** START **

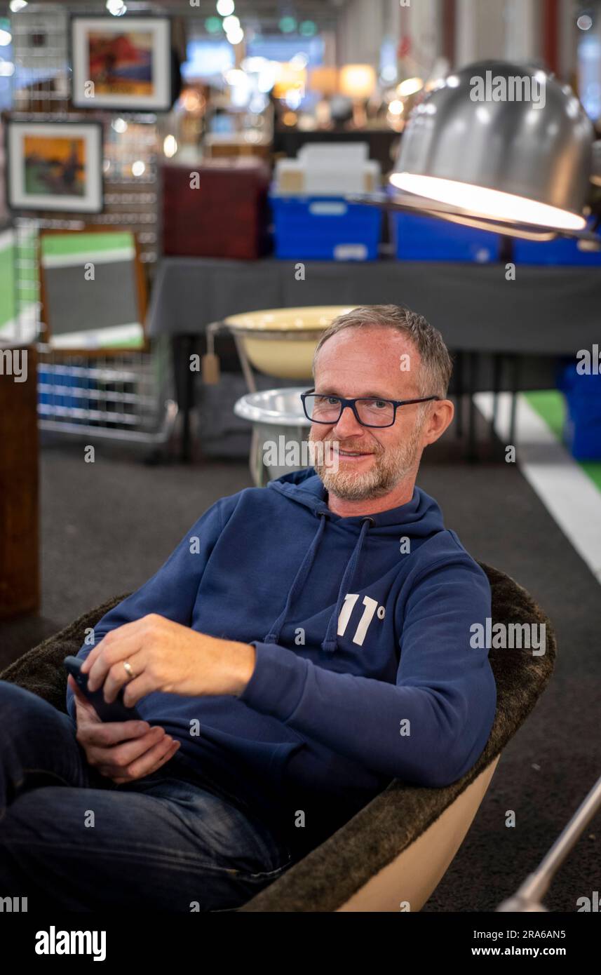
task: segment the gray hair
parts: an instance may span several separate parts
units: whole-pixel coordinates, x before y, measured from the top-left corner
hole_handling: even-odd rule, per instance
[[[332,335],[345,329],[360,329],[380,325],[400,332],[408,338],[420,355],[421,369],[417,377],[420,396],[439,396],[445,399],[453,370],[449,350],[437,329],[430,325],[423,315],[402,305],[364,305],[354,308],[335,318],[325,330],[316,346],[313,357],[313,375],[321,346]],[[427,404],[421,404],[421,407]]]

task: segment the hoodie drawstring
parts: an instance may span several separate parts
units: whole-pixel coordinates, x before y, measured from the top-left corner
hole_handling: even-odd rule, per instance
[[[338,590],[338,601],[334,607],[334,611],[330,616],[329,623],[327,624],[327,630],[325,631],[325,637],[321,642],[321,649],[325,650],[326,653],[334,653],[338,649],[338,617],[340,616],[340,611],[342,609],[342,604],[344,603],[344,598],[347,592],[353,587],[353,580],[355,578],[355,572],[358,565],[359,556],[361,554],[361,548],[363,547],[363,540],[367,534],[367,528],[370,525],[375,525],[373,518],[364,518],[363,524],[361,526],[361,530],[359,536],[357,539],[357,545],[353,551],[353,555],[349,560],[349,564],[345,569],[345,573],[342,577],[342,582],[340,583],[340,589]]]
[[[265,637],[263,637],[264,644],[277,644],[278,641],[280,640],[280,634],[282,633],[282,629],[285,622],[285,618],[288,615],[290,606],[292,605],[292,603],[297,593],[300,592],[300,590],[304,586],[307,576],[311,571],[313,563],[315,561],[316,553],[318,551],[319,542],[321,541],[321,536],[325,529],[325,521],[328,517],[327,511],[320,511],[319,514],[319,526],[314,536],[314,539],[307,551],[305,558],[303,559],[302,565],[294,577],[294,581],[290,586],[288,598],[286,599],[283,609],[278,616],[278,619],[272,624],[270,632],[266,634]],[[365,539],[365,535],[367,534],[367,529],[370,525],[371,526],[375,525],[375,522],[373,518],[369,518],[367,516],[363,519],[361,530],[357,540],[355,549],[353,550],[353,555],[351,556],[347,567],[344,571],[344,575],[340,583],[340,588],[338,590],[338,599],[336,601],[336,605],[334,606],[334,611],[329,618],[329,622],[325,630],[325,637],[321,642],[321,649],[324,650],[326,653],[333,653],[338,649],[338,639],[337,639],[338,617],[340,616],[342,604],[344,603],[344,598],[348,590],[350,590],[353,586],[353,580],[355,578],[355,573],[357,571],[357,566],[358,565],[359,557],[361,554],[361,548],[363,546],[363,541]]]
[[[271,632],[268,633],[267,636],[263,637],[264,644],[277,644],[278,641],[280,640],[280,634],[282,633],[282,628],[283,626],[284,620],[288,615],[288,611],[292,604],[292,600],[304,586],[305,580],[309,575],[309,572],[311,571],[311,567],[313,566],[316,557],[316,552],[318,551],[319,542],[321,540],[321,535],[323,534],[323,529],[325,528],[325,521],[327,517],[328,514],[326,511],[319,512],[319,526],[316,531],[315,537],[307,551],[307,555],[303,559],[303,562],[301,564],[298,572],[294,576],[294,581],[290,586],[288,598],[285,602],[283,609],[278,616],[278,619],[274,623],[272,623]]]

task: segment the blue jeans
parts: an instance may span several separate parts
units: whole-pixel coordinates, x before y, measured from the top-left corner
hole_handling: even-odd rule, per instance
[[[234,911],[292,864],[246,804],[175,755],[117,785],[71,718],[0,681],[0,897],[29,911]]]

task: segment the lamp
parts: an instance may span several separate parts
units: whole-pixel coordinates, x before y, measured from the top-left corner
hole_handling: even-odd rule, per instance
[[[582,214],[593,128],[542,70],[481,61],[447,76],[411,113],[394,202],[511,236],[597,240]]]
[[[364,102],[376,88],[376,72],[371,64],[345,64],[340,69],[340,94],[353,98],[353,120],[357,128],[367,118]]]

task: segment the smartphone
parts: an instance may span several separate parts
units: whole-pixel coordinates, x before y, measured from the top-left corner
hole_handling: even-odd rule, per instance
[[[124,687],[122,687],[117,694],[116,699],[111,703],[107,704],[104,700],[103,688],[98,687],[97,690],[88,690],[88,674],[82,673],[83,660],[79,657],[65,657],[62,661],[65,668],[73,677],[77,686],[86,695],[90,703],[92,704],[96,715],[103,722],[140,722],[142,719],[135,710],[135,708],[128,708],[123,703],[123,692]]]

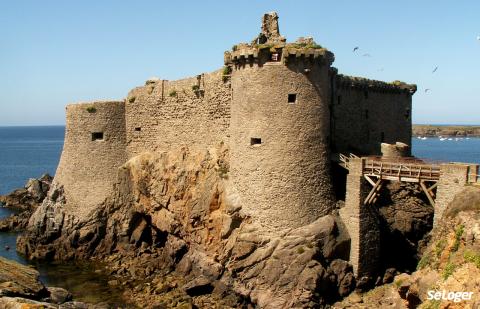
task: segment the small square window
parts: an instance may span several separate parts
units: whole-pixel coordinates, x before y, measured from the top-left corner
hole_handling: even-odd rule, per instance
[[[250,138],[250,145],[261,145],[262,144],[262,139],[259,137],[252,137]]]
[[[103,140],[103,132],[92,133],[92,141],[102,141],[102,140]]]
[[[296,93],[289,93],[288,94],[288,103],[290,103],[290,104],[297,103],[297,94]]]

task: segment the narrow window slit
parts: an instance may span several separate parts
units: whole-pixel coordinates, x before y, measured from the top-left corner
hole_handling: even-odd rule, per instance
[[[288,103],[290,103],[290,104],[297,103],[297,94],[296,93],[289,93],[288,94]]]
[[[259,137],[252,137],[250,138],[250,145],[261,145],[262,144],[262,139]]]
[[[103,141],[103,132],[93,132],[92,141]]]

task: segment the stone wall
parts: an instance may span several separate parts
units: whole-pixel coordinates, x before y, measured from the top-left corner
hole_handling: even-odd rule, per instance
[[[128,157],[227,142],[230,102],[230,83],[221,70],[133,89],[126,100]]]
[[[364,205],[371,186],[362,174],[364,159],[352,159],[347,176],[345,206],[340,217],[350,235],[350,263],[360,277],[372,277],[379,268],[380,227],[372,205]]]
[[[117,168],[126,161],[125,149],[125,102],[67,106],[55,174],[55,182],[64,186],[67,211],[82,218],[108,196]]]
[[[333,151],[379,155],[382,142],[411,145],[414,86],[345,79],[337,78],[332,98]]]
[[[329,213],[328,64],[237,65],[232,89],[231,176],[243,209],[268,232]]]
[[[440,179],[437,187],[433,226],[435,227],[443,216],[443,212],[455,195],[460,193],[465,185],[473,179],[469,176],[476,173],[478,165],[467,163],[448,163],[440,165]]]

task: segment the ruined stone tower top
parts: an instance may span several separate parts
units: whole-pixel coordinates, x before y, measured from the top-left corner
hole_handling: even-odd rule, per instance
[[[262,32],[252,42],[236,44],[224,54],[225,65],[236,68],[243,68],[246,64],[262,66],[266,62],[331,65],[333,60],[333,53],[315,43],[311,37],[301,37],[293,43],[287,43],[285,37],[280,35],[276,12],[263,15]]]
[[[280,35],[277,12],[265,13],[262,17],[262,32],[253,41],[256,44],[280,43],[286,39]]]

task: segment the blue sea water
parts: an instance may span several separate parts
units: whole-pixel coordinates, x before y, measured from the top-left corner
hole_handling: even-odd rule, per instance
[[[54,175],[63,146],[65,127],[0,127],[0,194],[23,187],[29,178],[48,172]],[[436,161],[480,163],[480,138],[444,140],[414,138],[412,153]],[[0,207],[0,217],[11,210]],[[0,233],[0,256],[27,263],[15,251],[17,235]],[[10,249],[6,250],[6,246]],[[36,265],[47,284],[63,286],[79,300],[116,301],[120,296],[108,288],[105,277],[71,265]],[[118,294],[118,291],[117,291]]]
[[[54,176],[64,140],[64,126],[0,127],[0,194],[21,188],[29,178]],[[0,207],[0,218],[14,211]],[[17,233],[0,233],[0,256],[29,264],[16,250]],[[122,305],[121,289],[107,284],[108,277],[95,269],[73,264],[35,264],[41,280],[68,289],[76,300]]]
[[[29,178],[54,175],[64,126],[0,127],[0,194],[23,187]]]
[[[418,158],[444,162],[466,162],[480,164],[480,138],[438,137],[412,139],[412,154]]]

** END **

_The task_. Scale the listing from the line with "task: segment the blue sea water" up to and including the line with "[[[29,178],[54,175],[64,126],[0,127],[0,194],[23,187]]]", and output only those lines, request lines included. Multiply every polygon coordinate in the answers by 0.65 and round to whole numbers (halves up), leaving the request lines unchanged.

_Task solution_.
task: segment the blue sea water
parts: an instance may span several separate parts
units: whole-pixel coordinates, x before y, measured from the top-left corner
hole_handling: even-odd rule, per instance
[[[35,114],[41,95],[42,83],[0,83],[0,126],[15,122],[19,116],[31,112]],[[283,105],[312,106],[312,90],[289,91],[269,90],[268,99]],[[0,135],[0,141],[7,137]],[[0,151],[0,166],[18,171],[10,163],[11,153]],[[7,162],[4,163],[4,160]],[[23,172],[31,185],[41,186],[51,195],[75,196],[78,192],[70,187],[68,180],[46,172]],[[77,191],[77,189],[76,189]]]
[[[35,114],[42,91],[42,82],[0,83],[0,126],[14,122],[19,116]],[[0,135],[0,142],[9,137]],[[11,151],[0,151],[0,166],[19,172],[10,163]],[[79,198],[79,188],[70,185],[70,180],[62,175],[47,172],[23,172],[27,182],[44,188],[49,195]]]
[[[19,116],[35,114],[42,82],[0,83],[0,126],[15,122]]]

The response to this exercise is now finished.